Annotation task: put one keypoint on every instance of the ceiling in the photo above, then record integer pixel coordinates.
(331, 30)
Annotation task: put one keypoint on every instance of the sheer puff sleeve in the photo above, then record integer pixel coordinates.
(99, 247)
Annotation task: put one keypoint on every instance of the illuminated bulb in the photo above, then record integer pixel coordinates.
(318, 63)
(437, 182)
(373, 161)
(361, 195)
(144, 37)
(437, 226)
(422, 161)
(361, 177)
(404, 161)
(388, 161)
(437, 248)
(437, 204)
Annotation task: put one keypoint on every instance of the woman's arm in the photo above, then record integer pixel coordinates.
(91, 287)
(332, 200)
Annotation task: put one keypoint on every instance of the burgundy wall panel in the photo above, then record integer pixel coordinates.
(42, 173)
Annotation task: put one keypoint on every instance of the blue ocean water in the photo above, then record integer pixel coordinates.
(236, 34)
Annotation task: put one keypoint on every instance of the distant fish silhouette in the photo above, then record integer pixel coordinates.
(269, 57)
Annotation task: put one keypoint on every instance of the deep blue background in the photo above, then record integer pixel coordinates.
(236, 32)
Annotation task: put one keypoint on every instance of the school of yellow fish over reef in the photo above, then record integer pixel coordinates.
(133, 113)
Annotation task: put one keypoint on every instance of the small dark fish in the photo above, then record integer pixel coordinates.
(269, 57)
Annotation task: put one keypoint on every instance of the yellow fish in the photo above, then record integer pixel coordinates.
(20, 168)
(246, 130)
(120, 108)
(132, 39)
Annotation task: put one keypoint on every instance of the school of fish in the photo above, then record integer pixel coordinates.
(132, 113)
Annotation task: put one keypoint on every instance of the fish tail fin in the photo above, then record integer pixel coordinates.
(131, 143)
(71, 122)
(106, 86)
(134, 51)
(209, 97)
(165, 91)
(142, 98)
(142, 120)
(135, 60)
::::
### Work request
Each line from the one containing "Annotation task: put one keypoint on every instance of the deep" through the last line of the material must be restated word for word, with no other text.

### Finished exercise
Annotation task: put one keypoint on every instance of the deep blue background in the photo above, then record integer pixel coordinates.
(236, 32)
Annotation task: put one keypoint on every instance of the school of yellow fish over reef in the photo above, then record integer pixel coordinates.
(133, 113)
Annotation task: put one keypoint on every instance of the small dark fish in the photo above, then record integer pixel coordinates.
(269, 57)
Annotation task: put one keypoint on every instance of the yellow fish in the photo above, then record integer pixel coordinates.
(20, 168)
(246, 130)
(120, 108)
(132, 39)
Annotation task: put one keypoint on every instance of the school of fish in the photo above, then record integer pixel coordinates.
(132, 113)
Annotation task: put one keypoint on every instance of the fish tail fin in the photo above, then record integer pixel coordinates.
(131, 143)
(71, 122)
(106, 86)
(134, 51)
(209, 97)
(165, 91)
(142, 98)
(142, 120)
(135, 60)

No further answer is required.